▶ _DIRECTION_
Rewrite the rows below, changing every "Query string" to "Search phrase" and leaving everything else untouched.

▶ _MATERIAL FOR THIS TASK_
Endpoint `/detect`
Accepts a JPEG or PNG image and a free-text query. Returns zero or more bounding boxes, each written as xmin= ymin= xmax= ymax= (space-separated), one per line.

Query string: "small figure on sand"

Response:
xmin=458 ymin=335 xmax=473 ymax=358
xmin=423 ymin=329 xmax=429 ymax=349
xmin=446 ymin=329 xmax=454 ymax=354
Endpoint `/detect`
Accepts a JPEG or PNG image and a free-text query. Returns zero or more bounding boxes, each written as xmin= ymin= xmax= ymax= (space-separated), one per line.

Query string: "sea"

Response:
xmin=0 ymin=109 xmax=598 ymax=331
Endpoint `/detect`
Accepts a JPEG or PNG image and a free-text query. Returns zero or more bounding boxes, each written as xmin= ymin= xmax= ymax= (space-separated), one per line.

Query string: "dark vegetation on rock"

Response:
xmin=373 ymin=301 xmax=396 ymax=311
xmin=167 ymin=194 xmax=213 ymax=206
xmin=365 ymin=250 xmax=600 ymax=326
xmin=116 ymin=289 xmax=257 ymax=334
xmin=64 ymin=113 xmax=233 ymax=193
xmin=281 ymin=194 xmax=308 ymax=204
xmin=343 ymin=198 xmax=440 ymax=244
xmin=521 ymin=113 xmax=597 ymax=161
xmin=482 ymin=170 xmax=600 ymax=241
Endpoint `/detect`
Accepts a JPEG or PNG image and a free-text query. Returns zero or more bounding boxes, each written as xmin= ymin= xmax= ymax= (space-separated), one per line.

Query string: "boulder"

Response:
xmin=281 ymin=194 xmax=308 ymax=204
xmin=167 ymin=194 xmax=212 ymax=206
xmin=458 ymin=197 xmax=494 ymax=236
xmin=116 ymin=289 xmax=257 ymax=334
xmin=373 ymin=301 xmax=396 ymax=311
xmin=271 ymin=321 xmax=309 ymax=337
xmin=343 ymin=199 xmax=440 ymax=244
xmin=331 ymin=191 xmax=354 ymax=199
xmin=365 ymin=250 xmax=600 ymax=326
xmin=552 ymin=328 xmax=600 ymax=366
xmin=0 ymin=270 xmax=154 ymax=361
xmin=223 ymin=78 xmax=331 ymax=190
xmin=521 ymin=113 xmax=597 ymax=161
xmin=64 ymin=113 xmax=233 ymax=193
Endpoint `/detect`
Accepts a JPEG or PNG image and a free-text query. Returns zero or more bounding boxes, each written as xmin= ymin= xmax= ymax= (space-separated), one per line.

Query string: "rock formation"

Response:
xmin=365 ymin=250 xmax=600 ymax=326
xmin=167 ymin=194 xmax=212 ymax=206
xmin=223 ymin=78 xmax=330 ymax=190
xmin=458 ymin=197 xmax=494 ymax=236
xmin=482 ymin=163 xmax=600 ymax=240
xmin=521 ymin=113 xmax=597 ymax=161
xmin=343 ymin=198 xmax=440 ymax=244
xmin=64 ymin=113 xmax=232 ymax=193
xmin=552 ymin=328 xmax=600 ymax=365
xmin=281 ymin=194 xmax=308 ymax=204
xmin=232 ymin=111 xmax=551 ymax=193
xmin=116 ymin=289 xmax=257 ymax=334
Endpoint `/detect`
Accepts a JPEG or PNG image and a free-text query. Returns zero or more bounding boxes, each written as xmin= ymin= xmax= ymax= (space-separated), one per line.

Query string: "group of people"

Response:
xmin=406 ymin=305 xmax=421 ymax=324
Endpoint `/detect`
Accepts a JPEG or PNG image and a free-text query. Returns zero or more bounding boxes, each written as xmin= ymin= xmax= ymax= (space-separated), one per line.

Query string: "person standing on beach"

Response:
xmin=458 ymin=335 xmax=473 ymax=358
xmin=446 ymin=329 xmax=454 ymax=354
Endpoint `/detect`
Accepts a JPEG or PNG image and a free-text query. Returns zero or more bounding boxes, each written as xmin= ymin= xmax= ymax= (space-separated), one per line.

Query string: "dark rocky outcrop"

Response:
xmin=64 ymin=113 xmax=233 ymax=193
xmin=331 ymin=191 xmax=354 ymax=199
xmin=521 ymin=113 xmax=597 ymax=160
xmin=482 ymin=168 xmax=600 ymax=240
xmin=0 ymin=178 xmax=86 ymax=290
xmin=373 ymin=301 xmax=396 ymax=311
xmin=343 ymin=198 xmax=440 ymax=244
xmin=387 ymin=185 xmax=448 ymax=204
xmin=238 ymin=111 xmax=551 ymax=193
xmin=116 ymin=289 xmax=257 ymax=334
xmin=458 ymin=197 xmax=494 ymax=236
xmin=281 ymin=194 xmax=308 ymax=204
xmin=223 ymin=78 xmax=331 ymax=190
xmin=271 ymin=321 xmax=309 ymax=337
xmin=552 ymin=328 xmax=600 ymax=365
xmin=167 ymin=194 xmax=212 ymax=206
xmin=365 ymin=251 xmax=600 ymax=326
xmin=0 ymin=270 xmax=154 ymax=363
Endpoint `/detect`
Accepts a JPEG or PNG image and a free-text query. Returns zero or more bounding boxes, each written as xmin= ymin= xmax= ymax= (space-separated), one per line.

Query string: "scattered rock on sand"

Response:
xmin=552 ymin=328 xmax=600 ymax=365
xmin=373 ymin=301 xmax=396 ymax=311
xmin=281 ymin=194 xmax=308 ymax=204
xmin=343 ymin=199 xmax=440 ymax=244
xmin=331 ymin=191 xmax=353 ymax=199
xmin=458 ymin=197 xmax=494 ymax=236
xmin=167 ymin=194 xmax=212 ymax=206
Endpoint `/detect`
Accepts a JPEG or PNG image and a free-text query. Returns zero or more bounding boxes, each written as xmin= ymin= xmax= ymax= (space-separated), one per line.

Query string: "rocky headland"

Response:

▶ _THE RESULT_
Endpoint `/detect`
Accepts a JPEG or PNG image and a free-text query. Returns zero or more bounding boxes, each written as xmin= ymin= xmax= ymax= (space-separated), one per line.

Search phrase: "small figure on sand"

Response:
xmin=458 ymin=335 xmax=473 ymax=358
xmin=423 ymin=329 xmax=429 ymax=349
xmin=446 ymin=329 xmax=454 ymax=354
Endpoint `/detect`
Accepts a JPEG or PNG image and a free-text query. Returns zero or more bounding boxes, each written as xmin= ymin= xmax= ymax= (space-separated), one per line.

Search phrase: "sea"

Response:
xmin=0 ymin=109 xmax=598 ymax=331
Endpoint `/detect`
Accepts a JPEG or PNG image and a free-text query. Returns zero or more bounding boxes, each written as xmin= ymin= xmax= ymax= (space-separated), one per line.

Search phrase: "dark vegetation on rock"

Response:
xmin=373 ymin=301 xmax=396 ymax=311
xmin=167 ymin=194 xmax=213 ymax=206
xmin=365 ymin=250 xmax=600 ymax=326
xmin=116 ymin=289 xmax=257 ymax=334
xmin=64 ymin=113 xmax=233 ymax=193
xmin=281 ymin=194 xmax=308 ymax=204
xmin=343 ymin=198 xmax=440 ymax=244
xmin=521 ymin=113 xmax=597 ymax=161
xmin=482 ymin=170 xmax=600 ymax=241
Endpoint `/detect`
Accepts a JPEG or PNG image and a free-text query. Returns zero or more bounding boxes, each written as xmin= ymin= xmax= ymax= (space-separated), one per line.

Search phrase: "boulder"

Response:
xmin=281 ymin=194 xmax=308 ymax=204
xmin=167 ymin=194 xmax=212 ymax=206
xmin=458 ymin=197 xmax=494 ymax=236
xmin=116 ymin=289 xmax=257 ymax=334
xmin=373 ymin=301 xmax=396 ymax=311
xmin=271 ymin=321 xmax=309 ymax=337
xmin=343 ymin=199 xmax=440 ymax=244
xmin=331 ymin=191 xmax=354 ymax=199
xmin=365 ymin=250 xmax=600 ymax=326
xmin=552 ymin=328 xmax=600 ymax=366
xmin=0 ymin=270 xmax=154 ymax=361
xmin=223 ymin=78 xmax=331 ymax=190
xmin=521 ymin=113 xmax=597 ymax=161
xmin=64 ymin=113 xmax=233 ymax=193
Endpoint `/detect`
Accepts a JPEG or PNG image and a free-text query. Returns zero or more bounding boxes, each written as xmin= ymin= xmax= ymax= (space-separated), one per line.

Search phrase: "rock formation"

Response:
xmin=365 ymin=250 xmax=600 ymax=326
xmin=167 ymin=194 xmax=212 ymax=206
xmin=223 ymin=78 xmax=330 ymax=190
xmin=458 ymin=197 xmax=494 ymax=236
xmin=482 ymin=163 xmax=600 ymax=240
xmin=521 ymin=113 xmax=597 ymax=161
xmin=343 ymin=198 xmax=440 ymax=244
xmin=64 ymin=113 xmax=232 ymax=193
xmin=552 ymin=328 xmax=600 ymax=365
xmin=281 ymin=194 xmax=308 ymax=204
xmin=232 ymin=111 xmax=551 ymax=193
xmin=116 ymin=289 xmax=257 ymax=334
Endpoint `/detect`
Accepts a JPEG or PNG image and a free-text query. Returns zero or more bounding boxes, each written as xmin= ymin= xmax= ymax= (space-separated), one per line.

Search phrase: "group of people"

Response:
xmin=406 ymin=305 xmax=421 ymax=324
Endpoint `/detect`
Accepts a JPEG or PNG image and a free-text query. Returns zero or more bounding boxes, each written as xmin= ymin= xmax= ymax= (space-separated), one per line.

Search phrase: "person standing on beach"

Response:
xmin=458 ymin=335 xmax=473 ymax=358
xmin=446 ymin=329 xmax=454 ymax=354
Endpoint `/detect`
Accepts a JPEG or PNG image and a free-text query. Returns zero or more bounding boxes, each written as xmin= ymin= xmax= ymax= (space-separated), one per line.

Search phrase: "dark rocky outcrop"

Response:
xmin=64 ymin=113 xmax=233 ymax=193
xmin=331 ymin=191 xmax=354 ymax=199
xmin=521 ymin=113 xmax=597 ymax=160
xmin=482 ymin=168 xmax=600 ymax=240
xmin=0 ymin=178 xmax=86 ymax=290
xmin=373 ymin=301 xmax=396 ymax=311
xmin=343 ymin=198 xmax=440 ymax=244
xmin=387 ymin=185 xmax=448 ymax=204
xmin=238 ymin=111 xmax=551 ymax=193
xmin=116 ymin=289 xmax=257 ymax=334
xmin=458 ymin=197 xmax=494 ymax=236
xmin=281 ymin=194 xmax=308 ymax=204
xmin=223 ymin=78 xmax=331 ymax=190
xmin=271 ymin=321 xmax=309 ymax=337
xmin=552 ymin=328 xmax=600 ymax=365
xmin=167 ymin=194 xmax=212 ymax=206
xmin=365 ymin=251 xmax=600 ymax=326
xmin=0 ymin=270 xmax=154 ymax=363
Endpoint `/detect`
Accepts a JPEG or PNG image and a free-text query. Returns zero or more bounding boxes, each written as xmin= ymin= xmax= ymax= (space-separated), one per line.

Search phrase: "scattered rock on sand"

Response:
xmin=552 ymin=328 xmax=600 ymax=365
xmin=373 ymin=301 xmax=396 ymax=311
xmin=281 ymin=194 xmax=308 ymax=204
xmin=343 ymin=199 xmax=440 ymax=244
xmin=331 ymin=191 xmax=353 ymax=199
xmin=458 ymin=197 xmax=494 ymax=236
xmin=167 ymin=194 xmax=212 ymax=206
Endpoint `/detect`
Accepts a JPEG or PNG image and a free-text query. Returns zero or more bounding boxes, each written as xmin= ymin= xmax= ymax= (space-separated), one per line.

Search phrase: "rocky headland"

Response:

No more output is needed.